The word “man” will be cut from many of the titles and replaced with the word “Marine,” a Marine Corps spokeswoman confirmed to Mother Jones, adding that an official announcement would be made Friday. Jobs like “basic infantryman” will now be called “basic infantry Marine.”

Some names will remain the same, a Marine official told the Marine Corps Times, which first reported the title changes Monday. “Names that were not changed, like rifleman, are steeped in Marine Corps history and ethos,” the official said.

But that hasn’t appeased some male soldiers. “On one hand, the name changes from ‘man’ to ‘person’ or whatever they want to call it doesn’t really matter. They could call mortarmen bakers for all I care,” Marine rifleman Sgt. Geoff Heath told the Washington Post. “But on the other, it’s a direct reflection on society’s crybaby political correctness.”

The title changes come after the Pentagon last year announced that the military would open all its combat jobs, including in special operations, to women for the first time. Of all the services, the Marine Corps has been the most resistant to integration, releasing a study that found all-male units performed better than mixed-gender units. But Defense Secretary Ash Carter said the study was “not definitive,” and in January this year Secretary of the Navy Ray Mabus told the Marine Corps and Navy to review its job titles and descriptions.

(Data records)
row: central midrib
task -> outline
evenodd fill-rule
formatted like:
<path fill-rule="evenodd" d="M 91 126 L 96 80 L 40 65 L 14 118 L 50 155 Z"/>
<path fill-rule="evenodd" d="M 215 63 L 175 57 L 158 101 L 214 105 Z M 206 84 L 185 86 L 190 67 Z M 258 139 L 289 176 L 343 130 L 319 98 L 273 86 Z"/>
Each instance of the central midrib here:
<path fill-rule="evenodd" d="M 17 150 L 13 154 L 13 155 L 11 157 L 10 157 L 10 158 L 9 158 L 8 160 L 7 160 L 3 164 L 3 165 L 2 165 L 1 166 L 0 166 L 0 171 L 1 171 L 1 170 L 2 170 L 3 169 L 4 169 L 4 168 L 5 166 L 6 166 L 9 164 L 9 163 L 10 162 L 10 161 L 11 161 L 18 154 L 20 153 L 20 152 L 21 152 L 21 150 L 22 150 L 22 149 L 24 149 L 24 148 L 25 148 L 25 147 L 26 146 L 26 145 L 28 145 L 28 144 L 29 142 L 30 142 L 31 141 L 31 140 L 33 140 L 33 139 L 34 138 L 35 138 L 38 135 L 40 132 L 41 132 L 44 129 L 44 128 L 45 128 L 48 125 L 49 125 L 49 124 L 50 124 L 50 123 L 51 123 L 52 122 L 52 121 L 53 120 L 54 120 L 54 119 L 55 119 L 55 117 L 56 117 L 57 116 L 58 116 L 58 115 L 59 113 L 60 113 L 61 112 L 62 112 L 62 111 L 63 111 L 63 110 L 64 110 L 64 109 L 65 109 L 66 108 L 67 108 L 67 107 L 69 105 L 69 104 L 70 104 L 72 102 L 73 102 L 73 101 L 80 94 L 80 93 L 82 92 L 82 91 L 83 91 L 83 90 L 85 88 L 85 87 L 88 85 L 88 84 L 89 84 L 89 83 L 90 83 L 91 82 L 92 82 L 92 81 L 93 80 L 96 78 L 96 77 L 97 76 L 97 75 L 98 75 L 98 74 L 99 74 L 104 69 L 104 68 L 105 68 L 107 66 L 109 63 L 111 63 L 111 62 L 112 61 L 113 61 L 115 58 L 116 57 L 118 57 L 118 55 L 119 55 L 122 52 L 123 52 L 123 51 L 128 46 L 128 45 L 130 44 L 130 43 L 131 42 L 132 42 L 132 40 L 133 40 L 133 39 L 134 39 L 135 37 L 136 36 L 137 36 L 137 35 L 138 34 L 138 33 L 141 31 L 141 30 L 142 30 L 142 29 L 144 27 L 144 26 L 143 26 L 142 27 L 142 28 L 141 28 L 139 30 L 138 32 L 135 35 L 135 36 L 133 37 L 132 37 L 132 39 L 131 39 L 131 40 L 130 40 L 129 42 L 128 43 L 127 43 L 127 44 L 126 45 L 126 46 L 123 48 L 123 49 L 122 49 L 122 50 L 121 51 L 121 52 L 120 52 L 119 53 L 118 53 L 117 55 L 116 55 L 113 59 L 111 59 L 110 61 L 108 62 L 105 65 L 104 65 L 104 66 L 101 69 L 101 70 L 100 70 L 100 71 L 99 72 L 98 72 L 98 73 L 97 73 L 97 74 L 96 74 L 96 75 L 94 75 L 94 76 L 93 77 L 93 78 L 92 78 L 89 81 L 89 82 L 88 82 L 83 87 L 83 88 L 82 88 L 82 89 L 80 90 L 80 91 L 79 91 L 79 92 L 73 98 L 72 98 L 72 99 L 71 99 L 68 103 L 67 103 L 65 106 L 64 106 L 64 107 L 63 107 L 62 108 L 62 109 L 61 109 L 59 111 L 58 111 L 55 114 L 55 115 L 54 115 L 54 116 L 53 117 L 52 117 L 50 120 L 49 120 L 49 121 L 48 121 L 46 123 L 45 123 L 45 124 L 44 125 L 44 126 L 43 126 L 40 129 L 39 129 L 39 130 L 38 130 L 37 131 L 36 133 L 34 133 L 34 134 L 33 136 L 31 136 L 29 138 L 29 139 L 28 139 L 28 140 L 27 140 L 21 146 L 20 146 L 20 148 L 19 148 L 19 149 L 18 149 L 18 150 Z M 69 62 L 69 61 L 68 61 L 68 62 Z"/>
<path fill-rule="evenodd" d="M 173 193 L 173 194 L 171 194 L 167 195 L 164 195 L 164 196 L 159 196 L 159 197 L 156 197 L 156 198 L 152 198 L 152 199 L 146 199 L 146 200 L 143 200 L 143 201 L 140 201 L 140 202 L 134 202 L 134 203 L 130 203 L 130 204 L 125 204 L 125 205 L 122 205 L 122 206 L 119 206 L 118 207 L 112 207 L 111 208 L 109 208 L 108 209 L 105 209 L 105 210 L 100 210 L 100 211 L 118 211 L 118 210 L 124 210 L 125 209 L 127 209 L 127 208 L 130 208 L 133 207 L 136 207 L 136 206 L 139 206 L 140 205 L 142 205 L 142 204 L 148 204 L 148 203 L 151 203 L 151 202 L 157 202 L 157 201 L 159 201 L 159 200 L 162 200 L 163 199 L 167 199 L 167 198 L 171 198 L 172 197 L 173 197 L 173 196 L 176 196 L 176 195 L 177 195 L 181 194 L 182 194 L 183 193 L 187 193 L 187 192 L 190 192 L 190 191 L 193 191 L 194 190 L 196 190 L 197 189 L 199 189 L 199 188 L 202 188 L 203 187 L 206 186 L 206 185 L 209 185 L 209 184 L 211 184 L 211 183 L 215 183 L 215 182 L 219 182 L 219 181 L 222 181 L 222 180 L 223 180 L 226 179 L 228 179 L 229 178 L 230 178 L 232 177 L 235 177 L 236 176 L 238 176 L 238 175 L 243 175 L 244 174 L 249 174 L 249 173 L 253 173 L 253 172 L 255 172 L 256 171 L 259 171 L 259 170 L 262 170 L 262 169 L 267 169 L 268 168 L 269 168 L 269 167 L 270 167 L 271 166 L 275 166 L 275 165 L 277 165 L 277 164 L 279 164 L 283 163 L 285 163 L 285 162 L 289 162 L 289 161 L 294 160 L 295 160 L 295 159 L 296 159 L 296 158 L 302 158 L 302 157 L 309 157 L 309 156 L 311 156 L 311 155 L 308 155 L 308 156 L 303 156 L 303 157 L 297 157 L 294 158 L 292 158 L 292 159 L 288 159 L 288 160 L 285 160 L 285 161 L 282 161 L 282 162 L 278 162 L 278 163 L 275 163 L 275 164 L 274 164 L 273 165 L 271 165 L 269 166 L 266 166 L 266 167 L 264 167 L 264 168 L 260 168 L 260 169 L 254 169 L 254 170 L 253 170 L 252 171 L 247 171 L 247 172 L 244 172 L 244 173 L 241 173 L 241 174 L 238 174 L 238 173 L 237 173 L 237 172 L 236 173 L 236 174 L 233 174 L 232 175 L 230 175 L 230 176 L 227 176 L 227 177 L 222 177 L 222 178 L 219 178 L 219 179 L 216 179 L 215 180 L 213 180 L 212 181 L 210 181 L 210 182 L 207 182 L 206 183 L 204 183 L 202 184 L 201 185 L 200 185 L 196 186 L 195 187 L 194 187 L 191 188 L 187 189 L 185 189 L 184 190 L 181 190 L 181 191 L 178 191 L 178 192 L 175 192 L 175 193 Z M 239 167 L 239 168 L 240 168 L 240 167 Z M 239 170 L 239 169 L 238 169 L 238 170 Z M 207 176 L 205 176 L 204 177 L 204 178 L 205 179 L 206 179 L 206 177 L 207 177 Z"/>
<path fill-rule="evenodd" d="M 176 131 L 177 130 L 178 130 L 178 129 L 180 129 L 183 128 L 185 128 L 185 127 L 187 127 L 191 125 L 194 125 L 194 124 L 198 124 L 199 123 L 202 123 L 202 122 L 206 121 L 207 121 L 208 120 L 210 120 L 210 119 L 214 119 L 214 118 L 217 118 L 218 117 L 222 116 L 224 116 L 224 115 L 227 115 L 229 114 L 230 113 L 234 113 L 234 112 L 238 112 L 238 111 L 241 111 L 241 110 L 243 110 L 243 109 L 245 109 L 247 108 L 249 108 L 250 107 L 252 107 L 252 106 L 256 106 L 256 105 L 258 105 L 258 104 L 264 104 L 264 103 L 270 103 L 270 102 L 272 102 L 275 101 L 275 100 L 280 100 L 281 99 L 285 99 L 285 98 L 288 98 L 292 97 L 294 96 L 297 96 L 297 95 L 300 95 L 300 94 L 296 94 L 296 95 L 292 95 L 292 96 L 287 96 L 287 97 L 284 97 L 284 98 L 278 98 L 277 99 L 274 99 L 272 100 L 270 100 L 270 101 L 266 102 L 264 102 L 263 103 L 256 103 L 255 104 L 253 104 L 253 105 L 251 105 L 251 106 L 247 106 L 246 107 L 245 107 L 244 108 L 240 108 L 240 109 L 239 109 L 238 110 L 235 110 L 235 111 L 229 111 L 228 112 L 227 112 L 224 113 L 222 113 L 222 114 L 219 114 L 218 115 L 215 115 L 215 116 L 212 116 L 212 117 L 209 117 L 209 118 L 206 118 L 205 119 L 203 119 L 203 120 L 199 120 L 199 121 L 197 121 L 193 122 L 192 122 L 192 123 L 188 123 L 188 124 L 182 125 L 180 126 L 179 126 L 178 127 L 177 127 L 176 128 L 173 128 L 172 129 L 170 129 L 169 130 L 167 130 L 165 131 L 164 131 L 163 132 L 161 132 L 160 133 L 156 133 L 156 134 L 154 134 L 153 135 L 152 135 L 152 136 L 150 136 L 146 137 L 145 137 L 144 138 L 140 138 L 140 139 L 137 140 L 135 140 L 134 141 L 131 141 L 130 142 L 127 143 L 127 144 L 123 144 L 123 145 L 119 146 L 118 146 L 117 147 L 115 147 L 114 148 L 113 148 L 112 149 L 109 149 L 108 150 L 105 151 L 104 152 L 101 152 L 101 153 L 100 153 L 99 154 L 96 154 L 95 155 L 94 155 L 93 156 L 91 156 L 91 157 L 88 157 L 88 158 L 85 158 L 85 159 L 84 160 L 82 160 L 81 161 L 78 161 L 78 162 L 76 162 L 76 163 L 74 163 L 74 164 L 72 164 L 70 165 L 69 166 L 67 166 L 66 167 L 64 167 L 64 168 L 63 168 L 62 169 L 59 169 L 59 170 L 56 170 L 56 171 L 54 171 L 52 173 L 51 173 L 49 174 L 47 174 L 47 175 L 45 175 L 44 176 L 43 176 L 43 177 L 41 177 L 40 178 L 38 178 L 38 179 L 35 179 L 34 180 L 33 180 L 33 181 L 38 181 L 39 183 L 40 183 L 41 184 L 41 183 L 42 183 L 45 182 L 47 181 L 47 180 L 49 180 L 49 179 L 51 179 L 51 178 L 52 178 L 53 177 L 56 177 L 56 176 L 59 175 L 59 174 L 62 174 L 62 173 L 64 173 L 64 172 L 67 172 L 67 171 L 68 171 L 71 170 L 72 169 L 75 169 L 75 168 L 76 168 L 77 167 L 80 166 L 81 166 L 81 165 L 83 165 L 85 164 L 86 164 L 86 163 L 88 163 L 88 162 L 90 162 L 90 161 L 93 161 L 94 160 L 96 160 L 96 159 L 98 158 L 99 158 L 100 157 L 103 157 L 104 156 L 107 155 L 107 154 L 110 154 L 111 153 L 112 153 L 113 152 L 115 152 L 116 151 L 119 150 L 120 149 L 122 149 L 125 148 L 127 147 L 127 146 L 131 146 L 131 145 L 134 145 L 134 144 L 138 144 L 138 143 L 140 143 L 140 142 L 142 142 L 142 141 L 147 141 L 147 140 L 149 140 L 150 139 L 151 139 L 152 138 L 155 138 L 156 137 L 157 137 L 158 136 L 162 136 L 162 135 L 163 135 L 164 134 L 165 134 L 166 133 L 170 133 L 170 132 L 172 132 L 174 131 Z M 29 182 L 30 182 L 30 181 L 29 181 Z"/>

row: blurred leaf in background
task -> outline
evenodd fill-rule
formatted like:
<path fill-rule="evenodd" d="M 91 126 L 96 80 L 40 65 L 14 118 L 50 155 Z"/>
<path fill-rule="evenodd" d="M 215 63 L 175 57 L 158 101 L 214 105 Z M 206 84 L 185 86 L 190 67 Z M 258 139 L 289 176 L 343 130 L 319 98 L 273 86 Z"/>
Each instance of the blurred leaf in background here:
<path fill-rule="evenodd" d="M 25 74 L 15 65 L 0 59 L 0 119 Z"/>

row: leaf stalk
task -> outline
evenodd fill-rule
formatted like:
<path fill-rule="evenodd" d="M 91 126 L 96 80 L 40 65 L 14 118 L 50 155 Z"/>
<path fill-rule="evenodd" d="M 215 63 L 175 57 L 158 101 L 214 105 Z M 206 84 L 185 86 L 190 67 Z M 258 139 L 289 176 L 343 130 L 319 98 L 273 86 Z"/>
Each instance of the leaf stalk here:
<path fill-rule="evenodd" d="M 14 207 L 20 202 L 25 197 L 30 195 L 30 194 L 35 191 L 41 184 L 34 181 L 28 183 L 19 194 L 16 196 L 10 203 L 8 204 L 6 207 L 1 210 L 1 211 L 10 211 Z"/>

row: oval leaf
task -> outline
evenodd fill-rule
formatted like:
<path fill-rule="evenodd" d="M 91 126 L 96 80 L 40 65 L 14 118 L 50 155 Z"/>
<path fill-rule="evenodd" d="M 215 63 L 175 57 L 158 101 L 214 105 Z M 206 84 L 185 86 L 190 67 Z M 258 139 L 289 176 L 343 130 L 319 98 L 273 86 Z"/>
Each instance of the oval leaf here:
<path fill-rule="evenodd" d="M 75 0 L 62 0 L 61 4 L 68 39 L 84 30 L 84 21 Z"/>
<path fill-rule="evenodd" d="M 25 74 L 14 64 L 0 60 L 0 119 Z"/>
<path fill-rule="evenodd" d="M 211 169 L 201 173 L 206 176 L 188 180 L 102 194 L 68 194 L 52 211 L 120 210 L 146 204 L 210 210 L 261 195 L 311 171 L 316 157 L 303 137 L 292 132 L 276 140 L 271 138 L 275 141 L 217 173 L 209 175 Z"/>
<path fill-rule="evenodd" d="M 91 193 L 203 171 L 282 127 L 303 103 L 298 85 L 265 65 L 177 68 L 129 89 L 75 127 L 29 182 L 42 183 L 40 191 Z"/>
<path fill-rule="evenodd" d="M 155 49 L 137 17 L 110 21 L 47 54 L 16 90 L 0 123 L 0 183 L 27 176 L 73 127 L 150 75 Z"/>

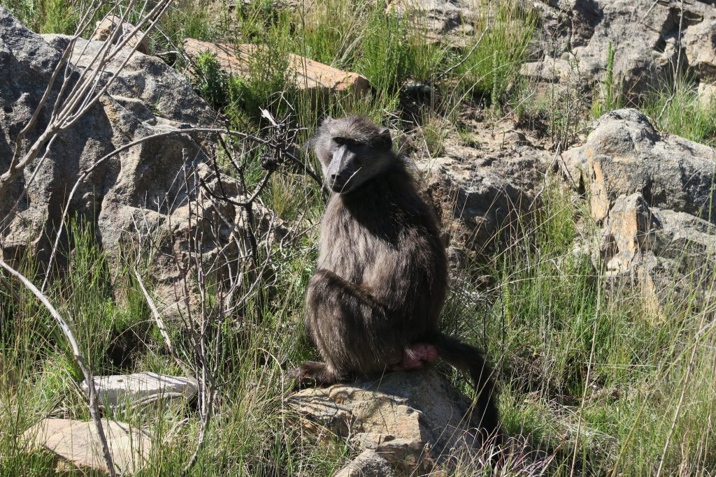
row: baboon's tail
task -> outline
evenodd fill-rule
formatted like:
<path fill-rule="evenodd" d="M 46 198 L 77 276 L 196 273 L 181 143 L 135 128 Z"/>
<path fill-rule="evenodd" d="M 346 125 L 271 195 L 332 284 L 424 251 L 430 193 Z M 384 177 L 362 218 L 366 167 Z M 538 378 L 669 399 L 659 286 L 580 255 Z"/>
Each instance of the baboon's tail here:
<path fill-rule="evenodd" d="M 485 362 L 479 350 L 453 338 L 437 333 L 430 342 L 437 348 L 442 359 L 470 375 L 478 395 L 477 410 L 482 413 L 481 416 L 478 415 L 481 418 L 480 426 L 491 434 L 499 426 L 492 368 Z"/>

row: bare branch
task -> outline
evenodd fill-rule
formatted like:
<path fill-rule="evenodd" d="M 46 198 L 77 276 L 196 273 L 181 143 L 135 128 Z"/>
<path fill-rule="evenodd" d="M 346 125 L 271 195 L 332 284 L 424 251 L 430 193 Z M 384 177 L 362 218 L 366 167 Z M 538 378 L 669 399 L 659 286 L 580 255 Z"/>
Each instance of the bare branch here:
<path fill-rule="evenodd" d="M 57 310 L 54 306 L 52 306 L 52 304 L 49 303 L 49 300 L 47 299 L 47 297 L 45 296 L 42 292 L 38 290 L 37 287 L 32 284 L 32 282 L 28 280 L 24 275 L 6 263 L 2 258 L 0 258 L 0 267 L 2 267 L 7 270 L 10 275 L 19 280 L 20 282 L 25 286 L 25 287 L 32 292 L 32 294 L 40 300 L 42 305 L 44 305 L 45 308 L 47 308 L 52 315 L 52 318 L 54 318 L 55 321 L 57 322 L 57 325 L 59 325 L 59 328 L 62 330 L 62 333 L 67 338 L 67 341 L 69 342 L 69 344 L 72 348 L 72 354 L 74 355 L 74 359 L 79 365 L 79 368 L 82 370 L 82 374 L 84 375 L 84 380 L 87 381 L 87 387 L 90 388 L 90 414 L 92 415 L 92 421 L 95 421 L 95 427 L 97 429 L 97 437 L 99 437 L 100 442 L 102 444 L 102 451 L 105 457 L 105 463 L 107 465 L 107 469 L 110 477 L 115 477 L 115 476 L 117 476 L 117 472 L 115 470 L 115 464 L 112 460 L 112 454 L 110 452 L 110 446 L 107 443 L 107 436 L 105 435 L 105 428 L 102 426 L 102 418 L 100 417 L 100 410 L 97 407 L 97 389 L 95 388 L 95 378 L 92 376 L 92 371 L 90 370 L 90 368 L 84 363 L 84 358 L 82 358 L 82 353 L 79 351 L 79 347 L 77 345 L 77 342 L 74 339 L 74 335 L 72 333 L 72 330 L 69 329 L 69 326 L 67 325 L 67 323 L 62 318 L 62 316 L 60 316 Z"/>

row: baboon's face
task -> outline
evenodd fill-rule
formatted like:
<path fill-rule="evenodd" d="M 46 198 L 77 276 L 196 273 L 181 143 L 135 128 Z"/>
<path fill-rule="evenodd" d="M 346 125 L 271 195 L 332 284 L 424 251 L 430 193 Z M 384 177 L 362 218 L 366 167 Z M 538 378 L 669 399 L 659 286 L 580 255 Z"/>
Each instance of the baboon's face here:
<path fill-rule="evenodd" d="M 357 117 L 324 121 L 314 147 L 326 185 L 338 194 L 357 190 L 393 159 L 390 132 Z"/>

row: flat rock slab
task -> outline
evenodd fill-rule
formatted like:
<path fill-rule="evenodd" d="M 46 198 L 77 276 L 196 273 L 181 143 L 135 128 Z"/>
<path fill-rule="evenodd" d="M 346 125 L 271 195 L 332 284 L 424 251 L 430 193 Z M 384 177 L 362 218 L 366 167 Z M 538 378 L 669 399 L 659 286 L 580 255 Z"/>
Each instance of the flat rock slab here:
<path fill-rule="evenodd" d="M 339 471 L 342 476 L 390 476 L 389 467 L 399 474 L 439 472 L 440 464 L 472 455 L 483 441 L 480 410 L 432 370 L 304 389 L 286 405 L 306 430 L 327 428 L 370 451 Z"/>
<path fill-rule="evenodd" d="M 202 41 L 193 38 L 184 41 L 184 51 L 192 59 L 208 51 L 216 55 L 221 67 L 227 73 L 241 77 L 250 74 L 251 59 L 261 46 L 252 44 L 232 45 L 226 43 Z M 344 72 L 304 56 L 289 54 L 289 73 L 295 75 L 294 84 L 301 90 L 314 92 L 317 97 L 329 94 L 368 92 L 368 80 L 357 73 Z"/>
<path fill-rule="evenodd" d="M 94 380 L 100 403 L 112 408 L 122 404 L 147 404 L 159 399 L 190 399 L 198 391 L 192 380 L 156 373 L 95 376 Z M 82 385 L 89 395 L 87 380 L 82 381 Z"/>
<path fill-rule="evenodd" d="M 116 421 L 103 421 L 102 425 L 115 466 L 120 473 L 134 473 L 140 470 L 151 450 L 149 434 Z M 53 452 L 79 469 L 107 472 L 93 422 L 45 419 L 25 431 L 23 436 L 31 448 Z"/>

-- Work to complete --
Copy the passage on Marine Corps job titles between "Some names will" and "the official said.", inclusive, swapping "rifleman" for "mortarman". The data come from a separate source.

-- Task result --
Some names will remain the same, a Marine official told the Marine Corps Times, which first reported the title changes Monday. “Names that were not changed, like mortarman, are steeped in Marine Corps history and ethos,” the official said.